→ **Goal of the exercise**: Carry on the account of Fergus Anckorn's magic as a prisoner of war, picking up right after its final sentence.

→ **Study text**:

Fergus Ankorn (right) inspired magician Richard Jones, who won Britain's Got Talent in 2016 (Rex)

“Fortunately, I had a banana leaf hat on my head,” he recalled, “which protected my face, but I was aware of my shoulders and chest suddenly roasting.”

He said his goodbyes and was dispatched to the hospital at Chungkai camp in Thailand, seen by many as a cemetery, but “three weeks later my comrades were all dead. If I hadn’t been burnt I would have been dead too.”

While there, he regained some of his strength and started to do some simple magic tricks to maintain morale. Word got back to the sadistic camp commandant, Osato Yoshio, who adored magic. As well as killing his pet dog for fun with a revolver, Osato had once forced six prisoners to line up in front of six guards outside his hut, then ordered his men to beat them until nearly dead.

Osato summoned Anckorn and gave him a small coin. He successfully made it disappear, and miraculously discovered it in an opened tin of fish sitting on Osato’s table. A delighted Osato let him leave, along with the precious tin of food because it was deemed contaminated, as PoWs were seen as “verminous”.

Anckorn suddenly realised that he could supplement the meagre food rations by doing magic using the food as props.

One day Osato ordered Anckorn to perform for some high ranking visitors and wrote him a note so that he could obtain an egg from the Japanese cookhouse. He used the note, which did not specify that he needed a single egg, to obtain 50, which he immediately distributed to his comrades. He saved one egg for his trick and the performance went well; however, the next day he was summoned by the commandant to explain the whereabouts of the other 49 eggs. Aware he could be beheaded, “As quick as a flash – I don’t know where I got the inspiration from – I said, ‘Your show was so important, I was rehearsing all day’.”

“Osato nodded and let me go,” Anckorn recalled. “He probably knew that I was lying but it was enough to save his face … I couldn’t perform that trick again for 40 years.”

→ **Listed records**:
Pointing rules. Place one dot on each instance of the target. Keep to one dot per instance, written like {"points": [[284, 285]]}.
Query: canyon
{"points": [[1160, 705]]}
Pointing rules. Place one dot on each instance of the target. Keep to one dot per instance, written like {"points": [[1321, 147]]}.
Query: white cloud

→ **Written response**:
He was transferred to other camps and continued to perform magic but, one day in mid-August 1945, as the war drew to its conclusion, Anckorn thought his time was up. He and four others were bundled into a truck, unusual in itself as they always walked barefoot everywhere, and driven into the jungle. They were put against some trees, without blindfolds, and a machine gun was mounted onto a tripod. After 10 minutes of waiting for the inevitable “for some reason they decided against it”. Upon returning to the camp, they discovered that the war had been over for three days.

After liberation, Anckorn weighed just five stone and of his regiment of 980 taken prisoner, 250 survived. Of those taken prisoner in Singapore, two-thirds died there.

He was not allowed to return to Britain yet as he “looked too horrible” and needed fattening up. After three months of eating, he returned home, although he still weighed only six stone.

While in LondonAnckorn was tapped on the shoulder by someone he thought was a stranger, but was in fact Sir Julian Taylor, the surgeon who saved his hand at Alexandra Hospital. He later operated on his hand and wrist so that he could have movement again, allowing him to continue his conjuring and eventually become the oldest member of the Magic Circle.

He found it hard to adjust to civilian life and led a quiet life, combining his magic with his duties as a special police officer, as well as a shorthand teacher at West Kent College in Tonbridge.

Despite the horrors he suffered and witnessed, Anckorn was not a man for self-pity and even considered himself lucky. “We all came through it – it’s amazing what the human frame can put up with and get away with.”

He bore no grudges against his captors and learnt to read and write Japanese from a Japanese lady, who eventually paved the way for him to go over to Japan to give lectures about what happened.

In 2011, his memoir was published, Captivity, Slavery and Survival as a Far East POW: The Conjurer on the Kwai.

He married his sweetheart Lucille on 26 January 1946 and the couple had two children. She predeceased her husband. Anckorn is survived by his children.